===== TEXT PASSAGE =====

The fascinating journey of musician Stan Wiest

How does a young boy with an unmitigated hatred for piano end up spending the greater portion of his life playing alongside legendary musical acts and releasing a hit CD?  It’s all about motivation.

 

Thinking about incentives to inspire your children to take their piano lessons more seriously?  Renowned Long Island musician Stan Wiest, formerly of Levittown, recalled what did and didn’t work when his parents faced the same task.  Wiest said, “If I didn’t practice on Monday all I was given for dinner was a plate of broccoli. Tuesday was cauliflower. Wednesday lima beans. Thursday spinach.  And the weekend, Friday, Saturday and Sunday, was the leftovers.”  And Wiest added, “There were a lot of leftovers.”  This tactic did not work.  In fact, according to Wiest, it ended up spurring young Stan to carve, “I hate piano,” into his piano, and subsequently having difficulty playing piano in the seated position for some time.  

 

All you need is…

 

Betty Ann Meyers changed all that. Six foot two, blonde and beautiful, she was Stan’s seventh grade piano teacher.  Stan had finally found inspiration.  She told him, “I want you to practice a lot for me.”  He asked, “How much is a lot?”  Meyers said, “I’ll let you decide that.”  Stan decided six hours a day during the school year and nearly ten hours a day during the summer fit the bill and by the time he was ready to graduate from high school he was on his way to Hofstra on a full classical piano scholarship.  Wiest also credits Meyers for introducing him to opera and for awakening his appreciation for Mozart.

=====

Please extend the article above about musician Stan Wiest by a few paragraphs, picking up right after its last sentence.

===== ROWS =====

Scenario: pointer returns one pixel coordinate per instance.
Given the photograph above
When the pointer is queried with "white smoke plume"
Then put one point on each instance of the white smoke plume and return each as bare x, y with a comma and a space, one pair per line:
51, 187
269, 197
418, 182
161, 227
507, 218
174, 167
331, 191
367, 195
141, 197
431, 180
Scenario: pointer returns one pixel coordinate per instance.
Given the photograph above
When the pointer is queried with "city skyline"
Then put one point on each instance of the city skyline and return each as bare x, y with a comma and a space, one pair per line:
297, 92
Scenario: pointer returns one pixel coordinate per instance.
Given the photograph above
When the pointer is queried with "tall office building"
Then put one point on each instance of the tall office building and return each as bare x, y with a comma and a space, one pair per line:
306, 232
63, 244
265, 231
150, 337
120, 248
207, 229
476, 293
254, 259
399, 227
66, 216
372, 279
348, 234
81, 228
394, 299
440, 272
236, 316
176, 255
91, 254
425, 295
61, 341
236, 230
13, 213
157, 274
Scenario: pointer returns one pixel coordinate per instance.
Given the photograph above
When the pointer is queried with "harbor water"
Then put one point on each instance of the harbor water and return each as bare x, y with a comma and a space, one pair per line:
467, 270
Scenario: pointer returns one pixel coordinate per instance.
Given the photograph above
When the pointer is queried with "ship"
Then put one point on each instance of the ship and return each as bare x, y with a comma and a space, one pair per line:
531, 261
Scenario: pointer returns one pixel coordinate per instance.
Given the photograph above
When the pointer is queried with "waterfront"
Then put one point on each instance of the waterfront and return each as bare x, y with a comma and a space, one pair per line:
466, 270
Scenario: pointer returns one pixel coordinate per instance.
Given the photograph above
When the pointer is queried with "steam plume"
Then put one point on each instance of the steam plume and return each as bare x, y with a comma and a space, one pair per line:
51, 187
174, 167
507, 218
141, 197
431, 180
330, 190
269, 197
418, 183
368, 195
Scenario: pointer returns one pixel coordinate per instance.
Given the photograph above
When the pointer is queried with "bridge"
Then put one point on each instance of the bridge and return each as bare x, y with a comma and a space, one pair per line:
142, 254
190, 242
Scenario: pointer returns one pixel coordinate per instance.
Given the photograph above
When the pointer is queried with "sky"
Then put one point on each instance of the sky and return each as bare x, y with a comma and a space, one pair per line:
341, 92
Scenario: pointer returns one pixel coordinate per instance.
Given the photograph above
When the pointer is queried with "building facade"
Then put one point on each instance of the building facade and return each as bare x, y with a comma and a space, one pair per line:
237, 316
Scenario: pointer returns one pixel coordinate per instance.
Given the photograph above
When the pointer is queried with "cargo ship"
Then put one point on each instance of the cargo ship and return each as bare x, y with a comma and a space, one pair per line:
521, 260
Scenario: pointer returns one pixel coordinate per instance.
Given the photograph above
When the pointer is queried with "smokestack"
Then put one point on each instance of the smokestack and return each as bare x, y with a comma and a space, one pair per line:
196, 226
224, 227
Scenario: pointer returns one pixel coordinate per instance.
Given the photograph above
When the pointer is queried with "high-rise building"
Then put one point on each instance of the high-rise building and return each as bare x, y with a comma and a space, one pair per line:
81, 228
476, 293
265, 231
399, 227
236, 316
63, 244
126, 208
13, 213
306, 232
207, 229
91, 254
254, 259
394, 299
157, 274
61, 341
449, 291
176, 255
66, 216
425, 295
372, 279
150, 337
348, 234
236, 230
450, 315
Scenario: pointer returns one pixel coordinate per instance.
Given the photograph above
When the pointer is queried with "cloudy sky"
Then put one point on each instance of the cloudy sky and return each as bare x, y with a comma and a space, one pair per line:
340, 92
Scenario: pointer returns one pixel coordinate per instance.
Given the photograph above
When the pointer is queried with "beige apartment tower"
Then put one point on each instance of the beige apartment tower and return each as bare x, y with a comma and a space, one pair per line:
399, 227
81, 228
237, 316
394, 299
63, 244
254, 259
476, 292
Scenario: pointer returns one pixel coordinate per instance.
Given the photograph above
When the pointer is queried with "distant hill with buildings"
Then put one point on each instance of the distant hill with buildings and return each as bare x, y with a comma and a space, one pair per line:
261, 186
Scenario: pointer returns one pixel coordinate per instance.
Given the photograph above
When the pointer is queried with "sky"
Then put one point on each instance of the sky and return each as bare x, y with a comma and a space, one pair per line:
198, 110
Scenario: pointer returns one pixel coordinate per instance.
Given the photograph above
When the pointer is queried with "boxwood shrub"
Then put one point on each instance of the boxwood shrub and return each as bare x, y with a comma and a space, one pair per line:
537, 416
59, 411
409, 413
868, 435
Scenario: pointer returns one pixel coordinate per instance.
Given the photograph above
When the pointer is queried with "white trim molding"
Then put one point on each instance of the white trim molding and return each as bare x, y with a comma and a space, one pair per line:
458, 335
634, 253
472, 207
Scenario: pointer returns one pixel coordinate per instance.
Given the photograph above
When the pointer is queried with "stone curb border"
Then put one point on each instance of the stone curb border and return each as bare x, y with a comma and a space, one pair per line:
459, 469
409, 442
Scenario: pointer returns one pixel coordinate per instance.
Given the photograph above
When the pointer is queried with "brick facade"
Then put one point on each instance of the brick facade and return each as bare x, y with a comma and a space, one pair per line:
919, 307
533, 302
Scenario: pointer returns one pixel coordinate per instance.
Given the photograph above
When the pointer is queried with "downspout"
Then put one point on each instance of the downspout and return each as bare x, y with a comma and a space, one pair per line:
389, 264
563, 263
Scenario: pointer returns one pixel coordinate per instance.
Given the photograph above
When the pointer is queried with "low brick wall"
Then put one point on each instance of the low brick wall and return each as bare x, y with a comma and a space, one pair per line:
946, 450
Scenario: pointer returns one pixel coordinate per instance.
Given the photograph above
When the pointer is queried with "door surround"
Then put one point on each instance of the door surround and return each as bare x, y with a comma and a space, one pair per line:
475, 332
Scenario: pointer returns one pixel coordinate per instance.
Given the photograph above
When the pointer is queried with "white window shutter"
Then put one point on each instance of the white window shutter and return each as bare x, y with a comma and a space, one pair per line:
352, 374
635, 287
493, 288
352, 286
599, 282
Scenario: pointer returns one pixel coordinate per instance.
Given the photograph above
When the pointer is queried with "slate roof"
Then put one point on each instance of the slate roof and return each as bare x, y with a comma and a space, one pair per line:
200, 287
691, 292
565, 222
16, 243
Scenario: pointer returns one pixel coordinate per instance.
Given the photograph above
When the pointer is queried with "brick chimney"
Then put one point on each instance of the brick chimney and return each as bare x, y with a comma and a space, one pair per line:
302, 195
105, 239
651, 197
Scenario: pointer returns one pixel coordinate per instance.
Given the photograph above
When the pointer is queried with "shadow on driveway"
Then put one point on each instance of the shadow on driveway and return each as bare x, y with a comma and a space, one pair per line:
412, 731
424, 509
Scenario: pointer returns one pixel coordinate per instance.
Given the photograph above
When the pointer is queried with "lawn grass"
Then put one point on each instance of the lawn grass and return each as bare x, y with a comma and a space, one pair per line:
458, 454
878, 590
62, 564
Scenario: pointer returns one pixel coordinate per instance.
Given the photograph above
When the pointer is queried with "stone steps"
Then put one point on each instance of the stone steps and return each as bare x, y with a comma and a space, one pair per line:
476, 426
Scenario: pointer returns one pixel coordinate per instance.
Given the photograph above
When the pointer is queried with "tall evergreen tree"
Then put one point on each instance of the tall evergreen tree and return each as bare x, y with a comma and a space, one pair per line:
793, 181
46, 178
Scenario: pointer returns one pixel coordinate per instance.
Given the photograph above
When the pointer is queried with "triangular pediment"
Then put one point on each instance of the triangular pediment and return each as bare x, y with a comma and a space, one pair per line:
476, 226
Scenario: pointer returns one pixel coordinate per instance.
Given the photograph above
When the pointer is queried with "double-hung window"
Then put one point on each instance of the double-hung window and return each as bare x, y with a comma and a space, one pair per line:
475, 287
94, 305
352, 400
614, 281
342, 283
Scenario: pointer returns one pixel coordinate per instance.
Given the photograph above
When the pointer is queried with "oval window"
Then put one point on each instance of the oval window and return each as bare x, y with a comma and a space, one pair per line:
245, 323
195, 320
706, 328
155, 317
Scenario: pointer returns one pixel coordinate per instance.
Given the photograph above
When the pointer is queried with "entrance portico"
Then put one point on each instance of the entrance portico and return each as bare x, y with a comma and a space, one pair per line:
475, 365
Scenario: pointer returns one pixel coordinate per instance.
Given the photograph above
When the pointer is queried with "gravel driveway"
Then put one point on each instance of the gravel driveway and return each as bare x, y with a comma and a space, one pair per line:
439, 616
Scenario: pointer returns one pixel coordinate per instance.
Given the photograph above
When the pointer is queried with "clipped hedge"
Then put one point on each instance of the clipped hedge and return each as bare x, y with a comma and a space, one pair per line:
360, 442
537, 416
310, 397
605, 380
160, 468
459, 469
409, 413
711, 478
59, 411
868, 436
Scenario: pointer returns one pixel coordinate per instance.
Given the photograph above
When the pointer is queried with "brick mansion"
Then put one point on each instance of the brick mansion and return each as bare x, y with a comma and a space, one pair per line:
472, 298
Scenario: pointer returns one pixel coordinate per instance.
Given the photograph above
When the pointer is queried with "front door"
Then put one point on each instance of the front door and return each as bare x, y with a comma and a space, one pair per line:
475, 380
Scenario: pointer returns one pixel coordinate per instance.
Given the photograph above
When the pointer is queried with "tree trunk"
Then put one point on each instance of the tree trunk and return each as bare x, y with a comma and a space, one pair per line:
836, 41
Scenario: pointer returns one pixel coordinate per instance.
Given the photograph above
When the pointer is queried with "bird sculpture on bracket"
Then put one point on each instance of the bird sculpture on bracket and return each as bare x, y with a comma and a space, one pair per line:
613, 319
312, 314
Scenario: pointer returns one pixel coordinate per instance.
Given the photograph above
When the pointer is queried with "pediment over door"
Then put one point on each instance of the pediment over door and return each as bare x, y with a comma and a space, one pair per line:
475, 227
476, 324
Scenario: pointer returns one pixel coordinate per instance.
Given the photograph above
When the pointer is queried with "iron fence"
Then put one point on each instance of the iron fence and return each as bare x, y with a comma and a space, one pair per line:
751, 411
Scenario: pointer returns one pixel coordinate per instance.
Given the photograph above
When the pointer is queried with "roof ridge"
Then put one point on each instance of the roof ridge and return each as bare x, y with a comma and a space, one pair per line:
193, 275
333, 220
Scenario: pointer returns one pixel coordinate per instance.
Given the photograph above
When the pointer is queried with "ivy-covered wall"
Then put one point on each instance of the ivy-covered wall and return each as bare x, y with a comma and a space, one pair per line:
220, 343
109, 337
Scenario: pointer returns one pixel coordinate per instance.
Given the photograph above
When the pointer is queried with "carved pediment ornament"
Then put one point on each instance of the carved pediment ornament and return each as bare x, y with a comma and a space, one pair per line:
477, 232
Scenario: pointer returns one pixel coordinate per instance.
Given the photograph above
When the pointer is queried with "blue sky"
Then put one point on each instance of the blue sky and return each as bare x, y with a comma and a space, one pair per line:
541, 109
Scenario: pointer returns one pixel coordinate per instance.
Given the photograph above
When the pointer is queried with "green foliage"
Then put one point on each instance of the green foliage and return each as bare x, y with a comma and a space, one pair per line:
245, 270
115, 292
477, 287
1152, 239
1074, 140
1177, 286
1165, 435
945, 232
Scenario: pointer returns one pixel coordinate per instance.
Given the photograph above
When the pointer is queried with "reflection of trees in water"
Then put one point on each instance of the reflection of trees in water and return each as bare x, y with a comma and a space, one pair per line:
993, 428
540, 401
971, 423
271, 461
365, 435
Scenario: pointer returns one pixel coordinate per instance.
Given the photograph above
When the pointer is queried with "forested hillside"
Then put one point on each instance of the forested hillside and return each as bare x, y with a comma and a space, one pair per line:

=====

■ **REPLY TO THE EXERCISE**
 

While a crush may have inspired him to find his love of music, his music helped him later to find love.  While teaching a choral program in South Huntington a pretty young colleague asked him if he’d like to go out for a drink.  Wiest thought she was wearing a wedding band and asked, “How would your husband feel about that?”  Turned out it was a college ring and there was no husband.  He said, “Rather than a drink why don’t you come to my house Thursday? I’m having a party.”  She said yes.  Wiest then had to invite friends to feign a party.  Wiest followed Thursday’s faux party with a real date on his boat  that Sunday.  After a trip to Connecticut for lunch, while coming back on the Long Island Sound, he stopped his boat and proposed.  She said yes, but it turned out though there wasn’t a husband, there was, unfortunately, a fiancé.  Stan said that wasn’t a problem. He called her fiancé and ended their engagement.  Within three months they were married and Stan and Diane Wiest have now celebrate 47 years of marriage, and have two daughters, Alanna and Brit, and four grandchildren. 

 

Wiest was born in New York City on August 23, 1943 and raised in Brooklyn until he was six when he moved out to Long Island. Before settling in Fort Salonga he lived in Huntington, Hicksville, Woodbury and Levittown, where he built a piano studio he taught in from 1968 until 1976.  Wiest said he loved teaching, but was playing nightly in Manhattan and had begun a rigorous touring schedule so he had to give it up.

 

Wiest has been fortunate to play with and for luminaries such as Frank Sinatra, Sammy Davis, Victor Borge, Little Anthony and the Imperials, Frankie Lymon and distinguished lyricist Irving Caesar.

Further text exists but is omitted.